_OBJECTIVE_
List every line in the items below that contains the string "sand".

_SOURCE MATERIAL_
# # #
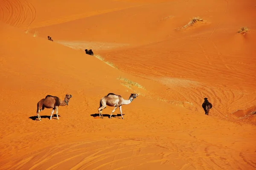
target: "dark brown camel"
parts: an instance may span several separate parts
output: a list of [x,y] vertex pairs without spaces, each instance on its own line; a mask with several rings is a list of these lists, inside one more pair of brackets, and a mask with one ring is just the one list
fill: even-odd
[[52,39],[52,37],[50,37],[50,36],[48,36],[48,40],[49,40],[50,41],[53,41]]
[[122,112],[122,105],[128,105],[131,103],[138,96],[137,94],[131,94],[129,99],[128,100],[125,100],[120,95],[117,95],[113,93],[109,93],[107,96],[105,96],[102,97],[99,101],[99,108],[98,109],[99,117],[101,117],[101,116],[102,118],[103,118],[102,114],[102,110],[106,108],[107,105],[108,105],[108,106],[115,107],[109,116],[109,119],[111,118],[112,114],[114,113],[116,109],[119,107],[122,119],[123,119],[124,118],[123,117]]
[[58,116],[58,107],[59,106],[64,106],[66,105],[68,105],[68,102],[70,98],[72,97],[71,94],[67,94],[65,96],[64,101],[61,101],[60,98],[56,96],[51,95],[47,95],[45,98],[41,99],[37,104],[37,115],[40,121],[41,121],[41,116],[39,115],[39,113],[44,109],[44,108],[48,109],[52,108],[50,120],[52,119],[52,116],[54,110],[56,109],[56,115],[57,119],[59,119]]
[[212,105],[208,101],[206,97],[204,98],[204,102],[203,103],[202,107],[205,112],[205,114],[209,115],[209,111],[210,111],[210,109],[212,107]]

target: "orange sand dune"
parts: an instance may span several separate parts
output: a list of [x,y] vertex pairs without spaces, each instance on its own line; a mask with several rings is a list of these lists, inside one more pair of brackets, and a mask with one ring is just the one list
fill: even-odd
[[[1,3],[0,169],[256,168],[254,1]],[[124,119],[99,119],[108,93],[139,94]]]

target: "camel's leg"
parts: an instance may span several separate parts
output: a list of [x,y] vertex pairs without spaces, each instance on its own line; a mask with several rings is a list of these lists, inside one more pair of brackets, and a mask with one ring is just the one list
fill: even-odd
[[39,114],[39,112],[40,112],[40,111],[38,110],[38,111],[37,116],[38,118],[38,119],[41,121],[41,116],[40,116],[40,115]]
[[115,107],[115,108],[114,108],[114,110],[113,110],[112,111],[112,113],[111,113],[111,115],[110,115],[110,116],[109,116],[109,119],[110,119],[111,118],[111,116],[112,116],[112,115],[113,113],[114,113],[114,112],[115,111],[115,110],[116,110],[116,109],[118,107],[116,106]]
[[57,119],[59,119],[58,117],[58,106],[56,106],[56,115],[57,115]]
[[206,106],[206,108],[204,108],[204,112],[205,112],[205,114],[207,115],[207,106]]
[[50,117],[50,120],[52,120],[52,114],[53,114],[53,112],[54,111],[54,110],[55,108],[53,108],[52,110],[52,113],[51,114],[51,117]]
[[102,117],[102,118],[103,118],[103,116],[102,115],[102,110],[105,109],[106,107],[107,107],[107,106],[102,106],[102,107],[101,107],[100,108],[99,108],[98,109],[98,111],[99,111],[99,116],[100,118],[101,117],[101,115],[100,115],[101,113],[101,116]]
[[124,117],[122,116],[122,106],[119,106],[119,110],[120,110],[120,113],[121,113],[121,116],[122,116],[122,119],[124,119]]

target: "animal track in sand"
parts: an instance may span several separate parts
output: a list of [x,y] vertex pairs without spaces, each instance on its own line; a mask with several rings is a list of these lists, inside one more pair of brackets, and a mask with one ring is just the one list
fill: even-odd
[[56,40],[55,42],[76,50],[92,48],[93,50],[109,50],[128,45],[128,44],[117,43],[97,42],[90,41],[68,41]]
# # #
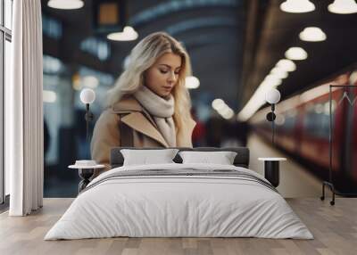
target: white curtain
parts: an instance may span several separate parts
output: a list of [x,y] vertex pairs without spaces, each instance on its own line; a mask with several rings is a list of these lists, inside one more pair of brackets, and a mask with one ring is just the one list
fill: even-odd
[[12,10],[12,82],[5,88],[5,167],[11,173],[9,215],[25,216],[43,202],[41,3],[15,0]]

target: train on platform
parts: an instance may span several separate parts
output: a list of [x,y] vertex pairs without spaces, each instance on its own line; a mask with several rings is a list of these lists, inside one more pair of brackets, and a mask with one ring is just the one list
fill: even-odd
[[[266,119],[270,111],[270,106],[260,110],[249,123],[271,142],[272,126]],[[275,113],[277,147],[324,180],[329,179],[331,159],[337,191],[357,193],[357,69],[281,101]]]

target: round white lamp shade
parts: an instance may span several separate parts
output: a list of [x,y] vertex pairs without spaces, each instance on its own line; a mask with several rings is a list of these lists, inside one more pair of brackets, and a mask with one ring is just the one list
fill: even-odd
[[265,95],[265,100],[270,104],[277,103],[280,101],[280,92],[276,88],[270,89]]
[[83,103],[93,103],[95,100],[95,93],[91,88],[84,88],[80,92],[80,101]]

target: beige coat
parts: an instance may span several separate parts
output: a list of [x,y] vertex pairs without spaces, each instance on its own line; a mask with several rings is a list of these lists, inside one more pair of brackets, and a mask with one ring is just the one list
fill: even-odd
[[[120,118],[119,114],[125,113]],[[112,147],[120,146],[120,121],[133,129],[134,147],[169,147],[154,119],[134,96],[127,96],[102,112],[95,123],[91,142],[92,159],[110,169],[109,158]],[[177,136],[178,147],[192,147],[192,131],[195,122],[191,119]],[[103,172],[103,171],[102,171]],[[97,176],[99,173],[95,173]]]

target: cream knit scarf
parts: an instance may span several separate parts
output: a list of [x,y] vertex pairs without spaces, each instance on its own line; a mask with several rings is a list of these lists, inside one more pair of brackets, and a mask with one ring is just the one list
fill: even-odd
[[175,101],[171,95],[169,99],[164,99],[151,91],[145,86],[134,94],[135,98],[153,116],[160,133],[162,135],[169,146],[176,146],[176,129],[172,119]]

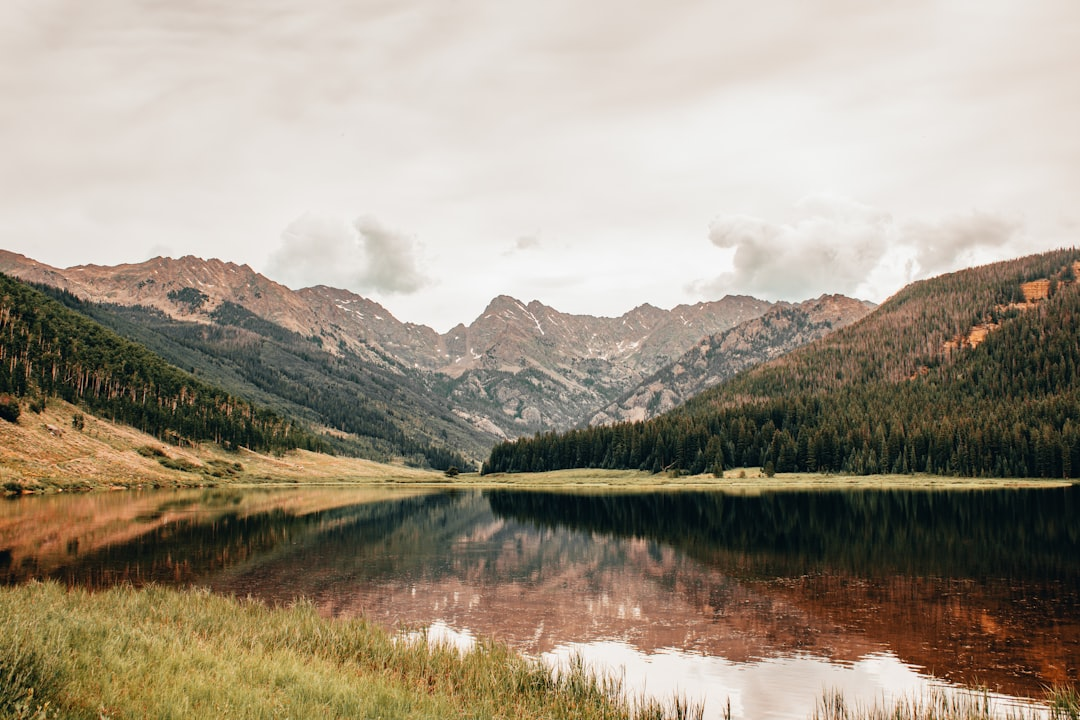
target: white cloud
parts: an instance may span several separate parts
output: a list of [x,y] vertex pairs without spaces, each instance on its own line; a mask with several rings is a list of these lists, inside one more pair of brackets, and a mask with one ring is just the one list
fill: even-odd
# # #
_ANSWER TO THE PROBLEM_
target: "orange sand dune"
target: "animal track in sand"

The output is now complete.